- **Exercise**
Print the account of John's acromegaly diagnosis below in full, word for word.

- **Document text**
______________________________

“To be told you have a brain tumor is a lot. It was overwhelming and it was sudden. Our lives changed in that instant,” says John, remembering when, back in 2008, he was diagnosed with acromegaly.
Living with a chronic disease
John had gone to the doctor because of swollen and painful hands, numbness and tingling in his arms and severe headaches. These symptoms were the result of excess growth hormone, caused by a golf-ball-sized brain tumor on his pituitary gland. The first doctor John saw dismissed it as carpel tunnel syndrome, which did not make sense to John. Luckily, he was persistent and got a second opinion.
John was told he needed surgery – immediately. “I was very blessed to have an endocrinologist that knew what he was talking about. The surgery had to be done by someone who had experience of removing these kinds of tumors.”, he says. “The operation took seven hours. I am sure it was more difficult on my wife, who was nine months pregnant at the time, than me! Afterwards the surgeon said, ‘we got it all, you are good to go’! “
“In my eyes, I was cured. I was not given any follow up appointments. I felt great, in fact, better than ever!” It wasn’t long before John was back at work.

______________________________

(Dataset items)
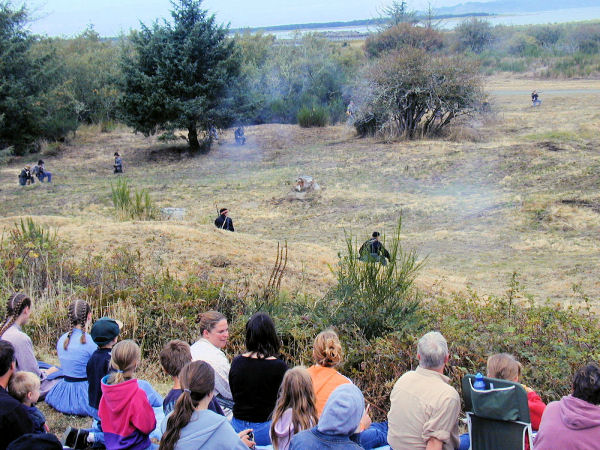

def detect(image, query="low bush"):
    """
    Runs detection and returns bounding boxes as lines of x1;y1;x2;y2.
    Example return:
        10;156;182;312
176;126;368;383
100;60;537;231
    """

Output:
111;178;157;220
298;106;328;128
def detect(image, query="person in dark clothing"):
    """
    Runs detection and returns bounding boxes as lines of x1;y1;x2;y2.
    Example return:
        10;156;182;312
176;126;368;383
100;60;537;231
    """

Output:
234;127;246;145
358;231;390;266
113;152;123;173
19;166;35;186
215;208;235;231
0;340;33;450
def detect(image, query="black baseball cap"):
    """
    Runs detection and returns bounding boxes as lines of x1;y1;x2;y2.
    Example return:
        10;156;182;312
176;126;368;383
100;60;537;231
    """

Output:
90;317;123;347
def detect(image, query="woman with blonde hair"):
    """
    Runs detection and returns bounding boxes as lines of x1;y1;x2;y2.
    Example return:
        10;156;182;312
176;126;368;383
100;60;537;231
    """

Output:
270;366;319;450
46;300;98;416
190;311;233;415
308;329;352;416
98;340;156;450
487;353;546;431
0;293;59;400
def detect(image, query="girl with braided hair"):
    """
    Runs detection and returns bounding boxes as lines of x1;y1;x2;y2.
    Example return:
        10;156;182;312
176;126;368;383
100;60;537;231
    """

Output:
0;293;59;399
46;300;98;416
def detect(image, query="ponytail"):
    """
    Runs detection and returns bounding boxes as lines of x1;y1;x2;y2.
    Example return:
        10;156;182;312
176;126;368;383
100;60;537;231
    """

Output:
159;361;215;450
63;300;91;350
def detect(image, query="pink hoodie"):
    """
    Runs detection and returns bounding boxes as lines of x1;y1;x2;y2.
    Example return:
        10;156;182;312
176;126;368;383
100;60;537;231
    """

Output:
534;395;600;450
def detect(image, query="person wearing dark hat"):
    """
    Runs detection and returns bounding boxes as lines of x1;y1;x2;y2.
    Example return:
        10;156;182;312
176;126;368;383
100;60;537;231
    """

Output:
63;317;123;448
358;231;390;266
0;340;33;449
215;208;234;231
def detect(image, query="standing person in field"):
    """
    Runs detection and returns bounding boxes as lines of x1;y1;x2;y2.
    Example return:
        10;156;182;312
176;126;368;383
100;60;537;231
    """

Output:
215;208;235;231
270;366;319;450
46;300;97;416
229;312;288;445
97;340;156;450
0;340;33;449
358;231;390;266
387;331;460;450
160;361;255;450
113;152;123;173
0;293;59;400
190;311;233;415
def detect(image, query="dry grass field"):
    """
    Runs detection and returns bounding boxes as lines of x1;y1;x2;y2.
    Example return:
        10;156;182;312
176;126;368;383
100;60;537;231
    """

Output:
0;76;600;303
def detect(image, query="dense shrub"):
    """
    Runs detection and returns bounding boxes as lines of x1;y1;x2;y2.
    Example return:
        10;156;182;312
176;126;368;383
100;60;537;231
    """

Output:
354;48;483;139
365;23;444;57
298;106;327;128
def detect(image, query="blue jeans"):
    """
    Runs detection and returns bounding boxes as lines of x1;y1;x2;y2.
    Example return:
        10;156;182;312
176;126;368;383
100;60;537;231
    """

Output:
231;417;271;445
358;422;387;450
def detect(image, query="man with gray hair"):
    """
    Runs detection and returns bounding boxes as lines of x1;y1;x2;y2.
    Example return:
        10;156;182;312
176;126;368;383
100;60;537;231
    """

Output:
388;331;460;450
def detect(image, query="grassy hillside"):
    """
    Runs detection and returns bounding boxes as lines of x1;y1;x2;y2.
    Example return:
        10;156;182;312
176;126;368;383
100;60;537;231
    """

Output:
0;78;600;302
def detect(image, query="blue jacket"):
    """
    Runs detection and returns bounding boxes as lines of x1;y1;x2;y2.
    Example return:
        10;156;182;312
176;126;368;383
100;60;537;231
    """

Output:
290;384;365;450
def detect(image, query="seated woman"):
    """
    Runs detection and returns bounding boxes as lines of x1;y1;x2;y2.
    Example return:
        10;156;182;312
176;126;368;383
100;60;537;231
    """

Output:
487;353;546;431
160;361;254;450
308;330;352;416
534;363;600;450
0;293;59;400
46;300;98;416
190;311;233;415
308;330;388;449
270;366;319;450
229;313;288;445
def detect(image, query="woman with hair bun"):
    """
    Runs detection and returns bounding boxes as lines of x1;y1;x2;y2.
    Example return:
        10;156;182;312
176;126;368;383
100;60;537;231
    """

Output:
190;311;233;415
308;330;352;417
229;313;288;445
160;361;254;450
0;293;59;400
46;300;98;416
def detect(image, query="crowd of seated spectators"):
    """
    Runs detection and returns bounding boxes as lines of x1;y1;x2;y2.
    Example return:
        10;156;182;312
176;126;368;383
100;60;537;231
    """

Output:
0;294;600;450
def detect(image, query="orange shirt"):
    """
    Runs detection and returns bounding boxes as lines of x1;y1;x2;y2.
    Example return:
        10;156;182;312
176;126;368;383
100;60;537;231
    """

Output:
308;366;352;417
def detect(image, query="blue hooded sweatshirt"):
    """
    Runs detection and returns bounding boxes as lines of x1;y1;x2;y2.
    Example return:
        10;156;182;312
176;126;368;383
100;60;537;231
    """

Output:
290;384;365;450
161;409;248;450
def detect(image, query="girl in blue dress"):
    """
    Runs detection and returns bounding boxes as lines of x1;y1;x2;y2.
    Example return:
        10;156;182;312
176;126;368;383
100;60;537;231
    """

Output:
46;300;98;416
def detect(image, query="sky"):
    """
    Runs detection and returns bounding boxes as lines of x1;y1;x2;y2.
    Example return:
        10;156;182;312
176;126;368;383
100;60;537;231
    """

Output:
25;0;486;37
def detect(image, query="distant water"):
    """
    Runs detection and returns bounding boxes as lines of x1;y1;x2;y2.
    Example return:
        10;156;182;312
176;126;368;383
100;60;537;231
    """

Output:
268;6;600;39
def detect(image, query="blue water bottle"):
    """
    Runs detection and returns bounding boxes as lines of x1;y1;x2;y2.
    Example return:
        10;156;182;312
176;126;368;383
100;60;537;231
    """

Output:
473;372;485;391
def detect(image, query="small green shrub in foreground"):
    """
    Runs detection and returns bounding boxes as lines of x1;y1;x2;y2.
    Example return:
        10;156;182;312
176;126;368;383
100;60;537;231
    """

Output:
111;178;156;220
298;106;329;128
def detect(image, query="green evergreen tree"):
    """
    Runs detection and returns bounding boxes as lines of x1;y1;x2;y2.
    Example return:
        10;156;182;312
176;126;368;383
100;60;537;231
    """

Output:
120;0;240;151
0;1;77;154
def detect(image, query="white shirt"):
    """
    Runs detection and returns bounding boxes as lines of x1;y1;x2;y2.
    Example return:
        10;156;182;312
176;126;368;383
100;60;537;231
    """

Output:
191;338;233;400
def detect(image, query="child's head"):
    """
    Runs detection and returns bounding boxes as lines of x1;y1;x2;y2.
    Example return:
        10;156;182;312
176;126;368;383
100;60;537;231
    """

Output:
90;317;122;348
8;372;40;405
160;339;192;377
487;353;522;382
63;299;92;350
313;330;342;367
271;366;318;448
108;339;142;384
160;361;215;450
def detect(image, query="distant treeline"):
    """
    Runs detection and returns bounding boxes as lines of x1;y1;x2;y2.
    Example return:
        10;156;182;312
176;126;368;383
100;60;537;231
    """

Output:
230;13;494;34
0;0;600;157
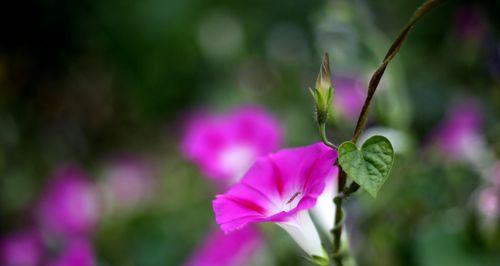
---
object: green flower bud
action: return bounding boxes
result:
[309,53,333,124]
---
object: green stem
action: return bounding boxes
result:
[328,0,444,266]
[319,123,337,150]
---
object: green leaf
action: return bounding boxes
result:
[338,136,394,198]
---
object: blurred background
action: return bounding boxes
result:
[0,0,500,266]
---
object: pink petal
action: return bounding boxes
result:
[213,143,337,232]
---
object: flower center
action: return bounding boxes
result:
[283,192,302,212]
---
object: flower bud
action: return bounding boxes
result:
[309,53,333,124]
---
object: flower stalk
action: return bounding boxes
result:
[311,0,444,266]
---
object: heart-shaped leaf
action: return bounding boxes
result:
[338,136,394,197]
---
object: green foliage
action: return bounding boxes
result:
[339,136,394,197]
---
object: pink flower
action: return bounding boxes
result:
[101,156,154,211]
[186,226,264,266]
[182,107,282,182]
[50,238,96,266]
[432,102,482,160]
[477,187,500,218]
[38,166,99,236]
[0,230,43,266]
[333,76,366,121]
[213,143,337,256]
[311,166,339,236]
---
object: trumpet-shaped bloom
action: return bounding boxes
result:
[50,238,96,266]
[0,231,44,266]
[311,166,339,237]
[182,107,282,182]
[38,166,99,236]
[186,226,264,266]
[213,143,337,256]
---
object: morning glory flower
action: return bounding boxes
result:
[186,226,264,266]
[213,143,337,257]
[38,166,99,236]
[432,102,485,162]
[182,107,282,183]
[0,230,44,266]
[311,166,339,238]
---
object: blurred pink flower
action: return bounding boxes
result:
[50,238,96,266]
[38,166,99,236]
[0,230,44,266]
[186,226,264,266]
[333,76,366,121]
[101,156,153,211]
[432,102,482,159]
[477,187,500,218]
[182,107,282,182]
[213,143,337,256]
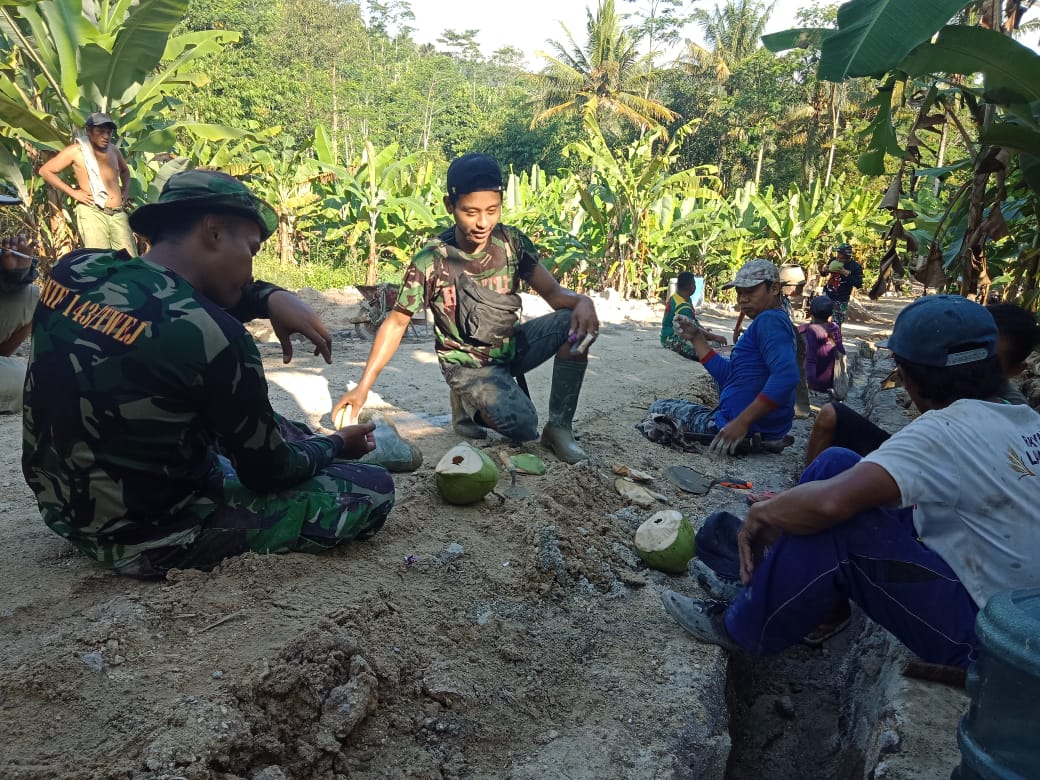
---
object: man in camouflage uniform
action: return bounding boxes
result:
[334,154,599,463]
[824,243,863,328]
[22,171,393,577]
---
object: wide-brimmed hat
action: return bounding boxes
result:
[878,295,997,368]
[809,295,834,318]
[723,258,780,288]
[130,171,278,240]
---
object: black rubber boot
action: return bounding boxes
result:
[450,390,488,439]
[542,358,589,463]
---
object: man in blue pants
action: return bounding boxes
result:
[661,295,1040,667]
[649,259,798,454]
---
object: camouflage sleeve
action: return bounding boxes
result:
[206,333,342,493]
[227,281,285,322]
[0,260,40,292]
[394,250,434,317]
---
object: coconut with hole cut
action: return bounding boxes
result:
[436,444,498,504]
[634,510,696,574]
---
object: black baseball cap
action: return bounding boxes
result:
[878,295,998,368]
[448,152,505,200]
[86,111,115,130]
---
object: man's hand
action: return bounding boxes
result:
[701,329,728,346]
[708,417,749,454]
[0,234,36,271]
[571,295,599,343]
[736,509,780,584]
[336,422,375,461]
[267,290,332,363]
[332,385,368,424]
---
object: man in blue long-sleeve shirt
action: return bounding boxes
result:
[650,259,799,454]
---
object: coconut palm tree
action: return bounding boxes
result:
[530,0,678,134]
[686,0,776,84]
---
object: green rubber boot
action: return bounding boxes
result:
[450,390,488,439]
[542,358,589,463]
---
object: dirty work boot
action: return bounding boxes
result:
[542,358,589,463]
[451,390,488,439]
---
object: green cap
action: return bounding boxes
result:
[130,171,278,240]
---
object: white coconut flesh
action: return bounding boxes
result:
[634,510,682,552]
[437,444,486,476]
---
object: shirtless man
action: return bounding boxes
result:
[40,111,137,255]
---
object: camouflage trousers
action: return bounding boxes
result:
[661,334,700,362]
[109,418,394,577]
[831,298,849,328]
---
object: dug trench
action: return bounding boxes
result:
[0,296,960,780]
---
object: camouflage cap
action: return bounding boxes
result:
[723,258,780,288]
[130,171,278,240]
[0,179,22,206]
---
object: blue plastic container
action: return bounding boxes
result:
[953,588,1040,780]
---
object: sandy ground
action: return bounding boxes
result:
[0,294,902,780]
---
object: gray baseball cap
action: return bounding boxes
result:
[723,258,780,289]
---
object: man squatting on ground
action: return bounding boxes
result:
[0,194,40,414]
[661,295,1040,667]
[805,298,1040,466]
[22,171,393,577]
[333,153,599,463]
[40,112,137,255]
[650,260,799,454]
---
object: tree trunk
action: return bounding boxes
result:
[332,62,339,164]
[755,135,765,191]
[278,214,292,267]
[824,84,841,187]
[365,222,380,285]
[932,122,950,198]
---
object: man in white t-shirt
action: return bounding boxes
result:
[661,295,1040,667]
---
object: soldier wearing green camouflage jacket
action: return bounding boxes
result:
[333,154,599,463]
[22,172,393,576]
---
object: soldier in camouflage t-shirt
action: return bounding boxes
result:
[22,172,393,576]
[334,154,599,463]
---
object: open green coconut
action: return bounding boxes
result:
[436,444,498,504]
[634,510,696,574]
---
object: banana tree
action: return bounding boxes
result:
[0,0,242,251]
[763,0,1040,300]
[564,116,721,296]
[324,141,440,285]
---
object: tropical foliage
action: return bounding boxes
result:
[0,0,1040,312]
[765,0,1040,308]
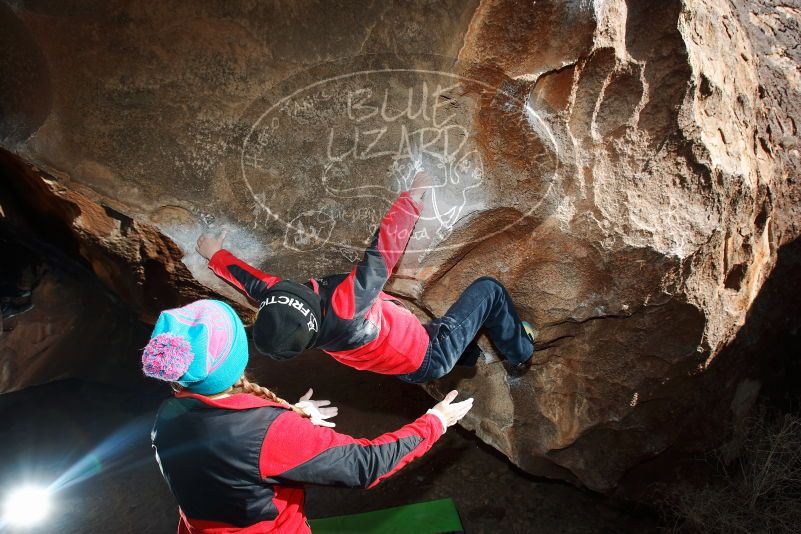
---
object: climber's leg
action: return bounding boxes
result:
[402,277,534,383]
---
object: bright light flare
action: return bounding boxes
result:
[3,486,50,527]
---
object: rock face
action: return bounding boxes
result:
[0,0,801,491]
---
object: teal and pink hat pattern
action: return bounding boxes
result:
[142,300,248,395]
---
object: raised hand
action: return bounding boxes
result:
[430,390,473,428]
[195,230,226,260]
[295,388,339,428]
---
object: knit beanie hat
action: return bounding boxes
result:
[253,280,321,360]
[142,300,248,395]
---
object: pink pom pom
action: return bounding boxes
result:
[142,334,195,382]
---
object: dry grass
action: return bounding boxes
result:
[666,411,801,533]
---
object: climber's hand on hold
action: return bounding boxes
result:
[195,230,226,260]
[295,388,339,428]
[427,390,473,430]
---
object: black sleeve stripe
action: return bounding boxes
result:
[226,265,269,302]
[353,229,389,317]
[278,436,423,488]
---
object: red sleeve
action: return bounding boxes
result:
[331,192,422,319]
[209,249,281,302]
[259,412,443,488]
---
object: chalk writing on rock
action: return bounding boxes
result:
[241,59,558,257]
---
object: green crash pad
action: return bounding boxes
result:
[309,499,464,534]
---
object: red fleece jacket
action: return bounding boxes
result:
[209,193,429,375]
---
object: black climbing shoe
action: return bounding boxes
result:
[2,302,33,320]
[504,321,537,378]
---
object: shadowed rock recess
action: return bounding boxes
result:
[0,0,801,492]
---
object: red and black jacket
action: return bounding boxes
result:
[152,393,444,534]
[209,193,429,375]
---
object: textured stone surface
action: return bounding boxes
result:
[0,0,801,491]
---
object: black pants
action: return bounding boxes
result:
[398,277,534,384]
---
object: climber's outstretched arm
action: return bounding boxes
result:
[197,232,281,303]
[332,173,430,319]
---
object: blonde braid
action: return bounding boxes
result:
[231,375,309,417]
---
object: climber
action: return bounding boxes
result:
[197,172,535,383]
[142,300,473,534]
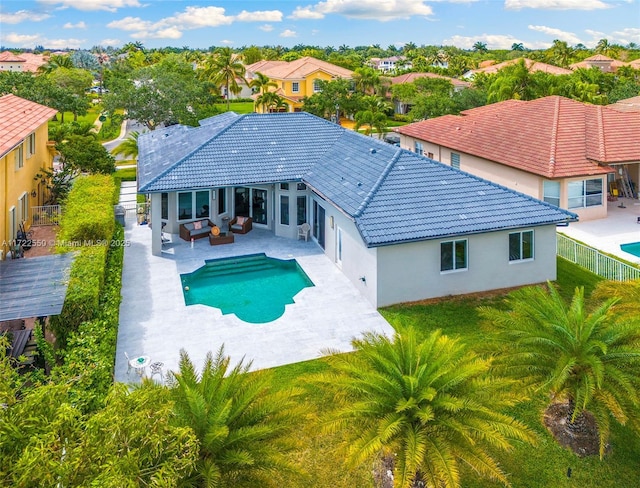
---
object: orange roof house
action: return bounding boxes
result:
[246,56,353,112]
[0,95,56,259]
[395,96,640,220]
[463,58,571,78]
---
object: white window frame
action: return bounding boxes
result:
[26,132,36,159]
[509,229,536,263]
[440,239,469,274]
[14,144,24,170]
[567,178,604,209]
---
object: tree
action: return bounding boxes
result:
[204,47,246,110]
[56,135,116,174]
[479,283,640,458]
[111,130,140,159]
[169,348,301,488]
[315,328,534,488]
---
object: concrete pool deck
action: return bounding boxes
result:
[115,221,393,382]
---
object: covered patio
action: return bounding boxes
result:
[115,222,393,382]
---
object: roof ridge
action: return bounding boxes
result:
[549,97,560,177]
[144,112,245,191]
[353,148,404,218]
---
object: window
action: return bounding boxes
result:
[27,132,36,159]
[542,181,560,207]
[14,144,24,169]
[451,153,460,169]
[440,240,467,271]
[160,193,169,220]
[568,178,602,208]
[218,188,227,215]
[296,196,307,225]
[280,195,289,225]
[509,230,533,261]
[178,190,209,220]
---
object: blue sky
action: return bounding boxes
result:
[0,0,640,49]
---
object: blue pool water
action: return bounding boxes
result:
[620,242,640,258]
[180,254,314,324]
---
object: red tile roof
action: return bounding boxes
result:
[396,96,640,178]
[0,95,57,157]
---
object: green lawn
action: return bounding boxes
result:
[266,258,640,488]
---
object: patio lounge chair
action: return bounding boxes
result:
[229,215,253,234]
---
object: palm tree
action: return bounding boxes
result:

______________________________

- **Answer for the task**
“To be told you have a brain tumor is a lot. It was overwhelming and it was sudden. Our lives changed in that instant,” says John, remembering when, back in 2008, he was diagnosed with acromegaly.
Living with a chronic disease
John had gone to the doctor because of swollen and painful hands, numbness and tingling in his arms and severe headaches. These symptoms were the result of excess growth hormone, caused by a golf-ball-sized brain tumor on his pituitary gland. The first doctor John saw dismissed it as carpel tunnel syndrome, which did not make sense to John. Luckily, he was persistent and got a second opinion.
John was told he needed surgery – immediately. “I was very blessed to have an endocrinologist that knew what he was talking about. The surgery had to be done by someone who had experience of removing these kinds of tumors.”, he says. “The operation took seven hours. I am sure it was more difficult on my wife, who was nine months pregnant at the time, than me! Afterwards the surgeon said, ‘we got it all, you are good to go’! “
“In my eyes, I was cured. I was not given any follow up appointments. I felt great, in fact, better than ever!” It wasn’t long before John was back at work.